== Your tasks ==
[A] Reproduce the part of the news report on the Leaving Cert grades challenge between "She had been" and "her chosen subjects.", inclusive, swapping "Covid-19 pandemic" for "public health emergency".
[B] Write the next part of the news report on the Leaving Cert grades challenge, continuing on from its final sentence.

== Reading text ==
━━━━━━━━━━

The first of several potential High Court challenges against the system used to calculate Leaving Cert results has come before the High Court.
The action against the State has been brought by Aine Finnegan, from Fairview, Dublin 3, who missed out on a place to study medicine at Trinity College Dublin by two points after three of her calculated grades were reduced.
Her application came before Mr Justice Charles Meenan on Wednesday, who was told that several other potential similar challenges to the calculated grades system are pending.
The court heard that the student studied for her Leaving Certificate at the fee-paying Institute of Education in Dublin. She studied there so she could obtain the required points to allow her fulfil her dream of studying medicine and becoming a doctor.
She had been doing well in her work, and had scored very highly in the Health Professions Admissions Test (HPAT), which must be done by anyone seeking a place in medicine.
Arising out of the examinations being cancelled due to the Covid-19 pandemic her teachers estimated grades gave her 6 H1s and 1 H2 in her chosen subjects.
However, in her calculated grades she was downgraded in three subjects – English, Spanish and Maths – from H1 to H2, leaving her two points off securing a place.
She claims that the process used by the State to calculate her grades was unfair to those in classes at high performing school which collectively obtain very high marks. She claims that the marks she was awarded under the standardisation process are not an accurate reflection of what she achieved in the three subjects downgraded.

━━━━━━━━━━

== Dataset extract ==
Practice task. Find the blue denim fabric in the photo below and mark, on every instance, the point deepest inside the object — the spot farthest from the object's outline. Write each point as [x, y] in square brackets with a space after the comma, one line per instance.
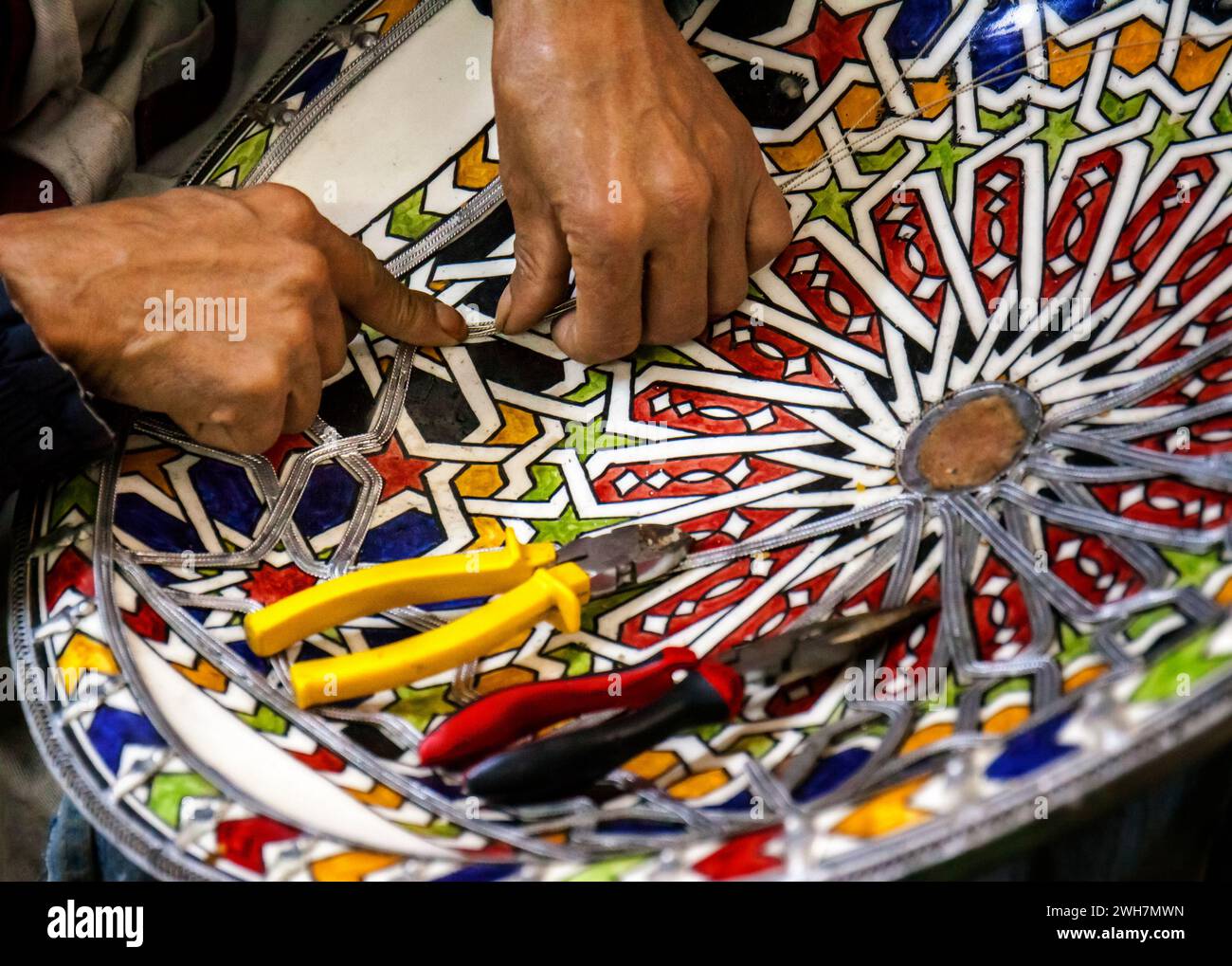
[75, 853]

━━━━━━━━━━

== Answers by task ==
[A]
She had been doing well in her work, and had scored very highly in the Health Professions Admissions Test (HPAT), which must be done by anyone seeking a place in medicine.
Arising out of the examinations being cancelled due to the public health emergency her teachers estimated grades gave her 6 H1s and 1 H2 in her chosen subjects.

[B]
As a result, she has brought proceedings against the Minister for Education, the Minister for Further and Higher Education, Ireland and the Attorney General. Trinity College is a notice party to the action.
The student, represented by Micheal O’Higgins SC, with Brendan Hennessy Bl instructed by solicitor Eileen McCabe, seeks various orders including an order quashing the decision to downgrade her calculated grades.
She also seeks declarations including that the standardisation model for calculated grades was unfair and contrary to law because it fails to give any appropriate weight to the high performance of her chosen school.
She further seeks declarations that the state acted unlawfully in downgrading her results by way of a crude adjustment of high estimated grades that appear in a cluster, and by failing to have an appropriate process for determining calculated grades for students attending a high performing school.
Counsel said his client was disappointed with the grades she received. He said that the school she attended had estimated that it would get over 70 H1s in Spanish and 120 H1s in Maths. However, following the standardisation process, counsel said, only half the expected number of students acheieved H1s in those subjects.
Counsel said while expert evidence concerning the standardisation process was still being obtained, his client was unsure what criteria were actually used by the State to estimate her grades.
Late in the day
Weight seemed to be attached to Junior Cert results, but it was not clear how much of her final those results counted for, counsel added. The State had “late in the day” decided that it would not take past historic performances of schools into account when calculating student’s final grades, counsel said.
Mr O’Higgins said the State did not appear to make corrections to the algorithm, or problem-solving process it used to estimate the grades, to take into account “clusters” where the majority of students in classes would achieve the highest grades.
This, he said, was unfair to his client and other students at such schools. Counsel also said that it is his client’s case that there is no meaningful appeal under the calculated grades system.
The judge said he was conscious of the tight time frame involved with the proceedings given the close proximity to the new academic year and students having the opportunity of sitting the Leaving Cert examinations in mid-November.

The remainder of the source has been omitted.